__Records for this task__.
• • •

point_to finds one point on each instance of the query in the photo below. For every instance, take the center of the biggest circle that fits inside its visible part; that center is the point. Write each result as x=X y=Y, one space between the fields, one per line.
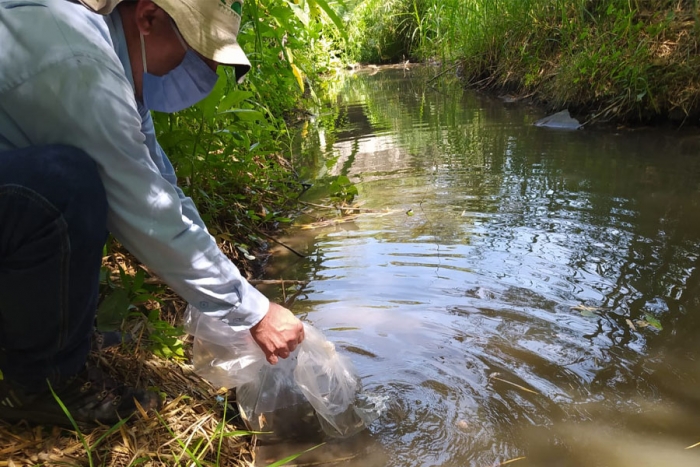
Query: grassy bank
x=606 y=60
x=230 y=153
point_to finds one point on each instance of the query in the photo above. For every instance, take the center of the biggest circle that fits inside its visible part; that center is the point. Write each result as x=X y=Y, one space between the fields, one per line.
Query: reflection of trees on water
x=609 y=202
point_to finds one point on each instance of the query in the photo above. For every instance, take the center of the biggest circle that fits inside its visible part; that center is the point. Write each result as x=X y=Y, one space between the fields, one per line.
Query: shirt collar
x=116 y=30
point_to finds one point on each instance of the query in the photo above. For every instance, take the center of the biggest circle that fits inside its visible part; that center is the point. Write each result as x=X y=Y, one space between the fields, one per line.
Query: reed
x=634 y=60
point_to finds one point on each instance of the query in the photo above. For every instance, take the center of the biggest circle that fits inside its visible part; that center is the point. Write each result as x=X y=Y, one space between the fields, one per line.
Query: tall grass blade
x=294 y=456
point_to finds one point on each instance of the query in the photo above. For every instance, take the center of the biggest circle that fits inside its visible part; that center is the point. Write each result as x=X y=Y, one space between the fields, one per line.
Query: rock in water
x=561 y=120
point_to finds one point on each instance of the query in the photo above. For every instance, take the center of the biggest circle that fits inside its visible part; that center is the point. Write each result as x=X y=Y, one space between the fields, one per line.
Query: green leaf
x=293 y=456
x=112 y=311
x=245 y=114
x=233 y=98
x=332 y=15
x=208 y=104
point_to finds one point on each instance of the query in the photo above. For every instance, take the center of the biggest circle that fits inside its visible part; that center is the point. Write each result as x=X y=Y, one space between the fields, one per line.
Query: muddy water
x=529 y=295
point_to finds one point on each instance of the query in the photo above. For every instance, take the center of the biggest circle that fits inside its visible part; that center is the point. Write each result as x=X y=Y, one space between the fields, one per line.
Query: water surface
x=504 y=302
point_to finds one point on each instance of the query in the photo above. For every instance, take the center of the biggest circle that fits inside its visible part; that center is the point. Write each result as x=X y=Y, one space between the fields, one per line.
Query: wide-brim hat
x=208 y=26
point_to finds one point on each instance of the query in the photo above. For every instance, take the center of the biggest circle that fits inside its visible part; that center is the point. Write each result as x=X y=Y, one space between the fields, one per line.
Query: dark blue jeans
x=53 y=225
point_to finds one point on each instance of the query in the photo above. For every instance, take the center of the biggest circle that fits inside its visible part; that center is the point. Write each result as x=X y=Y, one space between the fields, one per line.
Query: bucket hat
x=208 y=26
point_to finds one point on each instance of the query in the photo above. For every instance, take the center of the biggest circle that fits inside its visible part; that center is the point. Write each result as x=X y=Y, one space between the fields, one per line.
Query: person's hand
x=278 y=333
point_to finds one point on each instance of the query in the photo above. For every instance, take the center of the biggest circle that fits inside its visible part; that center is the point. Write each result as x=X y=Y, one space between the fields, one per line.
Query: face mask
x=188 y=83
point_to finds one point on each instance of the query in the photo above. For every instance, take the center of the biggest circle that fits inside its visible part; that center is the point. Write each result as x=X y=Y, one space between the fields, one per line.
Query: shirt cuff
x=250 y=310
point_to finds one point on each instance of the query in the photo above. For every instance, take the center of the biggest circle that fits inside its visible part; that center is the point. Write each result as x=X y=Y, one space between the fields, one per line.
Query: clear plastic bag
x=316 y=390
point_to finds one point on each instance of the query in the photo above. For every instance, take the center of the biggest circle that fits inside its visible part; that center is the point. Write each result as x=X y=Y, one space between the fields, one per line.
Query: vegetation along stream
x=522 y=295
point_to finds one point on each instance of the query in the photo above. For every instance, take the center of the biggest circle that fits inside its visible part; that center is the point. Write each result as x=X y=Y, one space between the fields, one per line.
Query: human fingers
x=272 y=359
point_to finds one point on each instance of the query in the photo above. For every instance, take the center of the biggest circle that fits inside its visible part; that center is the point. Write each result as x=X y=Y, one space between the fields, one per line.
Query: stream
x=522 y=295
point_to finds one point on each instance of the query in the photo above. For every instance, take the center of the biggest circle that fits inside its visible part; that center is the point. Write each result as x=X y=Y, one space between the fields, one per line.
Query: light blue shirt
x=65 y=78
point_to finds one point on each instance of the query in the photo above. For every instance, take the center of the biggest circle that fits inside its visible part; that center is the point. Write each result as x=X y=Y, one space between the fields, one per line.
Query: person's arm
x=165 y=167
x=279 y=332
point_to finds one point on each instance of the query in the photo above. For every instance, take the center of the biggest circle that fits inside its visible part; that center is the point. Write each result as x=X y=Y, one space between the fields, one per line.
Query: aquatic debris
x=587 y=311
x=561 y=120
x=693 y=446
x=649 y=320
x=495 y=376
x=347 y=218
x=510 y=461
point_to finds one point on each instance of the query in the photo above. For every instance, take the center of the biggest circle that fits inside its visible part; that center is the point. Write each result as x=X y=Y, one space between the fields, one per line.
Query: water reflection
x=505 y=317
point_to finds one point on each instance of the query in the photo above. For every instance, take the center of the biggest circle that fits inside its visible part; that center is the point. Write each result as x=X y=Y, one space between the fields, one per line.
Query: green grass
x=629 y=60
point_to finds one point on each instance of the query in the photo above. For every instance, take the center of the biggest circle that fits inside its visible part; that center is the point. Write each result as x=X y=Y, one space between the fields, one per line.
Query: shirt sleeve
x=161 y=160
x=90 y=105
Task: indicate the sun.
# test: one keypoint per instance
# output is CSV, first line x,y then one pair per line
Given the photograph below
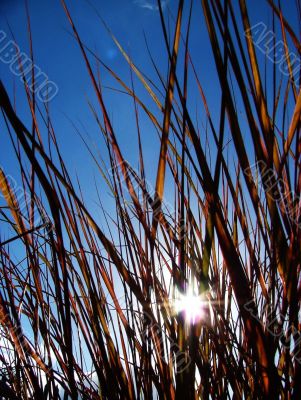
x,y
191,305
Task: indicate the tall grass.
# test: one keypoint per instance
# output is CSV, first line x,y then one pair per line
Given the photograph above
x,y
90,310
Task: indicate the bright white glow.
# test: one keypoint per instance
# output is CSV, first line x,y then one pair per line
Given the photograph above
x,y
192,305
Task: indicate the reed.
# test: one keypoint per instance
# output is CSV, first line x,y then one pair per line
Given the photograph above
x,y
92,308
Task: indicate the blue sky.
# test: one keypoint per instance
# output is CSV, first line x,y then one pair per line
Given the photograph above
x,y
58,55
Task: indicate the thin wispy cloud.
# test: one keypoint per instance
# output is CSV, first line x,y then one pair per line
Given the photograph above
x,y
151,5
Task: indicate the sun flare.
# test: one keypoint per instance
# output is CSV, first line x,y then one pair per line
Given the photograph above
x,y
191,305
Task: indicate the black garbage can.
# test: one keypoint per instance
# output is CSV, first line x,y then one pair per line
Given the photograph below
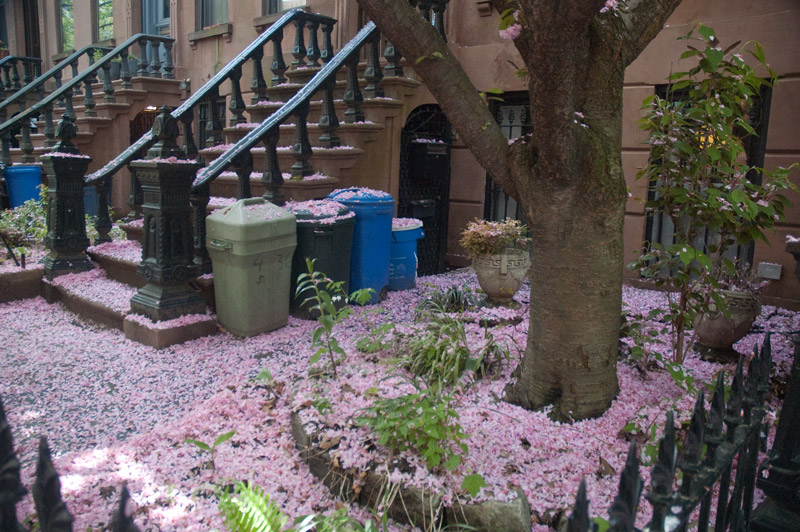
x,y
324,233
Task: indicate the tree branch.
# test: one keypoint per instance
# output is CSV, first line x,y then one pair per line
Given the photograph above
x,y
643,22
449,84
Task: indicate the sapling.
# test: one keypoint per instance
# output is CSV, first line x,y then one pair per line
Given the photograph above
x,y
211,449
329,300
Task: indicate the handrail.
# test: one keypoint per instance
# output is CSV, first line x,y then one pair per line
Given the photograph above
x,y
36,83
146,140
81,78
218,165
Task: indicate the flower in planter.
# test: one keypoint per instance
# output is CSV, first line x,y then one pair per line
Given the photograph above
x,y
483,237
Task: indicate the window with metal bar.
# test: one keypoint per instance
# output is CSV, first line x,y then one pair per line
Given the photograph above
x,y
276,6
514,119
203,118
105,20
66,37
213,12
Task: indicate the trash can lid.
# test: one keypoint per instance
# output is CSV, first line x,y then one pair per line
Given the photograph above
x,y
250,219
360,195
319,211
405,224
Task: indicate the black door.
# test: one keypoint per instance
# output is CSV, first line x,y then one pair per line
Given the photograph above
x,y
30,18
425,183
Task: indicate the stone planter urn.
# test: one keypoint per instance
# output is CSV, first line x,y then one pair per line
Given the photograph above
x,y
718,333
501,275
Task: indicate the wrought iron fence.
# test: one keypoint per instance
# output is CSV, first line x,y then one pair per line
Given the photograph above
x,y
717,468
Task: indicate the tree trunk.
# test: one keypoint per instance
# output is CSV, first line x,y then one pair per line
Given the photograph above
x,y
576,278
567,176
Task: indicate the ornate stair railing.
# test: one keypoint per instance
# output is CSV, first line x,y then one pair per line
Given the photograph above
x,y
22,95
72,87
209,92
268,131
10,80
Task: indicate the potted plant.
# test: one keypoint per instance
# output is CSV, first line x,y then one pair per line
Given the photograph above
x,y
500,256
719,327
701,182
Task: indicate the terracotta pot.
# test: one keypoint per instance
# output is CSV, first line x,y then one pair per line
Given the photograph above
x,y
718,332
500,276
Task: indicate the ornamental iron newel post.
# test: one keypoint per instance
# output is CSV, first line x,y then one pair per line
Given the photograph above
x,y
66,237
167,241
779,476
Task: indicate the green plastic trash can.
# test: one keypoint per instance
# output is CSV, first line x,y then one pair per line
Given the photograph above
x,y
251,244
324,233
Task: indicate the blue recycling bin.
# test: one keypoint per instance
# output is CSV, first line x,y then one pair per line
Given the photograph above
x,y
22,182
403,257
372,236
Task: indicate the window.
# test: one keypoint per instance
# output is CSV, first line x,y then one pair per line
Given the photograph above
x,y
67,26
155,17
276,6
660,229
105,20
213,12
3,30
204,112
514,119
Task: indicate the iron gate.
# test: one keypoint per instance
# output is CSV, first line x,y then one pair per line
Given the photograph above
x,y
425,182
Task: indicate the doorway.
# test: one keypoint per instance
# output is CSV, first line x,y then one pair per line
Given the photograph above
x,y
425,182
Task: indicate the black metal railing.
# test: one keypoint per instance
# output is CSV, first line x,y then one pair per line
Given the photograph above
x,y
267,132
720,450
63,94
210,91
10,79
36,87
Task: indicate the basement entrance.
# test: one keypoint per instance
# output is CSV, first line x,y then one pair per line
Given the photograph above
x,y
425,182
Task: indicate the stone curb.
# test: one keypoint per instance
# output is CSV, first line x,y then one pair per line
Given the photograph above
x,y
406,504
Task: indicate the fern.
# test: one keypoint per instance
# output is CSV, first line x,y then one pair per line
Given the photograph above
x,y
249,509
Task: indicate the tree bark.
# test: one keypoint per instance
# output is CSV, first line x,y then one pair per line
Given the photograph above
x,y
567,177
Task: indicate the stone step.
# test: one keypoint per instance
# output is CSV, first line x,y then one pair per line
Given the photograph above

• • •

__Problem statement__.
Scan the material above for the word "window". Copy each line where it occurs.

__Expected answer__.
Task: indicate the window with metal bar.
Task: indicate the window.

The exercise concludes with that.